## [SUPPLIED PASSAGE]
· · · ·

Episode 3.13 Writers: Jim Dunn, Sam Ernst Director: Shawn Pillar
THE ONE WHERE Audrey enters the barn, but is it ready to whisk her away just yet?
VERDICT Now, that’s how to do a season finale. We shouldn’t be surprised. Even with seasons one and two – when Haven was nowhere near as good as it’s been recently – the show managed to come up trumps with season finales that made damned sure you’d be tuning in the following year. But in line with general upswing in quality we’ve seen in the second half of season three, this finale is an absolute corker.
Oh sure, it’s not the greatest piece of TV ever made. It’s creaky and cheesy in places, and relies a bit too heavily on the odd TV cliché here and there (one convenient stumble onto a knife is bad enough, but two within 30 seconds? That’s unforgivable). We’re not making any claims as to Haven being the new The Wire, Brideshead Revisited or Borgen. But, if you’ve been following this show, and you’re invested in the characters and the mystery, then this is a finale that gives monumental payback.
The last few minutes are just jawdropping. You keep thinking, “Wow, that must be the cliffhanger!” then something else knocks you for six. The season could have simply ended with Audrey stepping into the barn, and that would have been enough. But then Nathan threatens to shoot Agent Howard – a great moment for “To Be Continued” to pop up, surely? But no. Nathan then shoots Agent Howard, and the barn starts to crumble. That must be the cue for a fade to black! Nope. Duke leaps into the maelstrom created by the vanishing barn and disappears with it, leaving Nathan on his knees with the Hunter meteor storm (which should have halted when the barn vanished) still destroying Haven.
Phew! Who needs a stiff drink?
But “Thanks For The Memories” is more, oh so much more, than just a hell of a cliffhanger. The whole episode is full of arresting imagery, major revelations and bizarre twists. Admittedly, it’s a little disappointing that inside of the barn is another in a long line of sci-fi white rooms, but the episode retains an edgy sense of weirdness that keeps things visually interesting. The flashbacks, with a young Vince and Dave, are great fun, as is the moment when the present Audrey and Nathan see the 1950s Sarah and Nathan snogging.
There are answers, but as Audrey points out, they’re pretty vague and lead to more questions. She tries to pin Agent Howard down, but he’s having none of it – he’s clearly trained in Twin Peaks school of exposition (and you can’t help thinking he’s being vague on purpose, just for the hell of it, because it amuses him). Audrey seems only half-convinced by his spiel about “recharging her love batteries”, which is probably about a quarter more convinced than most of the audience, but her slight scepticism helps make the cheesier bits of the explanation easier to swallow. In fact, we have to praise the sterling performances of both Emily Rose and Lucas Bryant, which go a long way to selling some of the more cornball aspects of the revelations.

· · · ·

## [REQUIRED TASKS]
1) Repeat the part of the Haven finale review that opens with the words containing "Phew! Who needs" and closes with "and Nathan snogging.".
2) Go on with the Haven finale review from the point where it stops.
The items after the Haven finale review come from a separate source.

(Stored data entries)
· · · ·

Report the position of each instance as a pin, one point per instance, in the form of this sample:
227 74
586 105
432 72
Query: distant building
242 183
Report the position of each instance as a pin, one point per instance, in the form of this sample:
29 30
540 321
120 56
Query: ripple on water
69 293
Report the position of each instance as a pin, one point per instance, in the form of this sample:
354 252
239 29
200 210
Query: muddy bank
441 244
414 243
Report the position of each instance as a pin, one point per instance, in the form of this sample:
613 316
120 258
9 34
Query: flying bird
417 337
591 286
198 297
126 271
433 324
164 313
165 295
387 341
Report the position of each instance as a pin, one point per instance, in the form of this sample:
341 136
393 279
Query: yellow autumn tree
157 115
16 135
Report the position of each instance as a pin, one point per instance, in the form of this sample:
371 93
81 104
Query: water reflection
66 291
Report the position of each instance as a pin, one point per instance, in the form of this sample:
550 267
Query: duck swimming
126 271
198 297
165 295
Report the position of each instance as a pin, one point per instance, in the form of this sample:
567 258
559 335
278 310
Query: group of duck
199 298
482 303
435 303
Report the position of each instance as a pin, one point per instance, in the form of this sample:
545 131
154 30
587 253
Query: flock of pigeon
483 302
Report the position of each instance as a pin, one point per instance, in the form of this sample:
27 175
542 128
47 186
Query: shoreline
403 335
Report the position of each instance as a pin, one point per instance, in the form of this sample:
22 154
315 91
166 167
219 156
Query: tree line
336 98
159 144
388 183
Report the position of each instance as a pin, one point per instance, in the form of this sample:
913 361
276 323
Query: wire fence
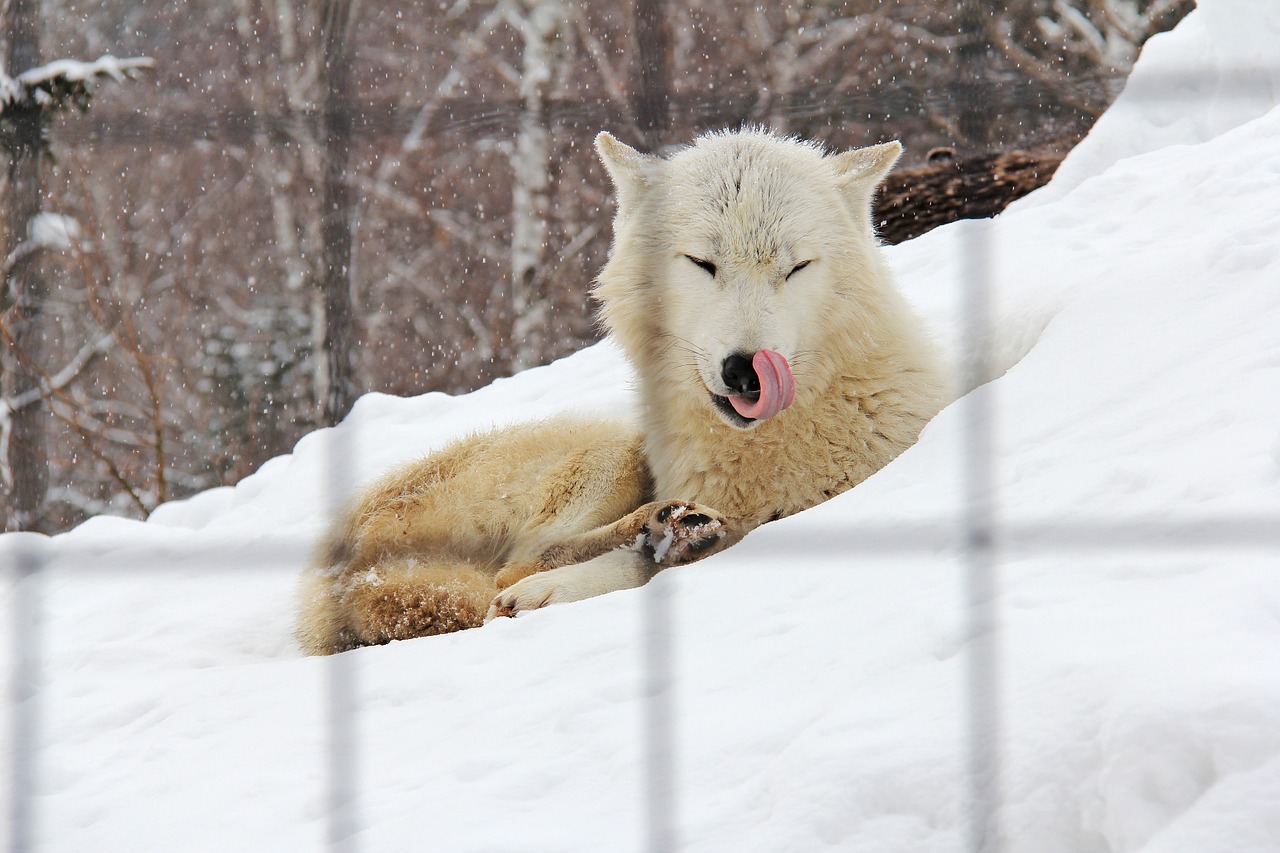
986 539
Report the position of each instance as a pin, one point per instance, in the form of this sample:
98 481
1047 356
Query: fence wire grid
984 541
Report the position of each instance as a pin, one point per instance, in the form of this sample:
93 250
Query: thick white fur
796 270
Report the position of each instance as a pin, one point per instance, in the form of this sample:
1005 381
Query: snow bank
816 696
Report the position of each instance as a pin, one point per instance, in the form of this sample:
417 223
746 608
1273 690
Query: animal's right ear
627 167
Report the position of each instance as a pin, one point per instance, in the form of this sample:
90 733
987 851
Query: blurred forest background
298 201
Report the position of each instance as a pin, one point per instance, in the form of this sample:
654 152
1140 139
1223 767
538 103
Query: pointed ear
867 167
627 167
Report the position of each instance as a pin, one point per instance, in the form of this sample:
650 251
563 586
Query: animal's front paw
531 593
680 532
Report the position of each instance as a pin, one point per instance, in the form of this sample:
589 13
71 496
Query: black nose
740 377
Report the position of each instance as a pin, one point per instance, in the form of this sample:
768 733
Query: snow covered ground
808 689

· · · ·

## [FINAL RESULTS]
1)
Phew! Who needs a stiff drink?
But “Thanks For The Memories” is more, oh so much more, than just a hell of a cliffhanger. The whole episode is full of arresting imagery, major revelations and bizarre twists. Admittedly, it’s a little disappointing that inside of the barn is another in a long line of sci-fi white rooms, but the episode retains an edgy sense of weirdness that keeps things visually interesting. The flashbacks, with a young Vince and Dave, are great fun, as is the moment when the present Audrey and Nathan see the 1950s Sarah and Nathan snogging.

2)
And there’s more. Vince is in control of the Guard! Who’d’ve guessed? Whether it’s a twist that makes complete sense us arguable, but it works in the moment as the WTF blindsider. Then there’s Audrey clever ruse to bring Arla into the barn, so that it’s trouble-dampening properties reveal Arla’s true nature to James, wrapping up that season-long plot in an unexpected but satisyfingly grotesque fashion (if you ignore the subsequent knife fumbling).
There’s also a pleasing line in black and/or self-effacing humour running through the episode, from Vince bundling Dave into the boot of a car (and Dwight’s world weary expression at their latest antics) to Nathan’s quip about liking what Agent Howard has done to the place (the barn) and his embarrassed attempts not to let Audrey see his past self snogging Sarah.
On one level, it’s all unrelentingly silly. But the episode has bags of energy, wit and panache, and is blessed with a cast that plays everything refreshingly straight, but with just the right amount of twinkle in their eyes when the time demands.
If anyone had told us two and a half seasons ago – when we were enduring some truly dire freak of the week guff (hands up who still shudders at the attack of the stuffed bear) – that we’d be gushing so shamelessly about as episode of Haven, we’d have thought you were having a laugh. And admittedly, we’re possibly being a little too generous in overlooking some of this finale’s shonkier elements purely because it’s great to see a show we’d once written off bounce back so healthily. But “Thanks For The Memories” is a whole heap of fun in so many ways that we’re making no apologies for such unseemly enthusiasm.
BEST LINE Audrey: “Am I even human? Agent Howard: “Oh Audrey, that’s your problem. You are very, very human.”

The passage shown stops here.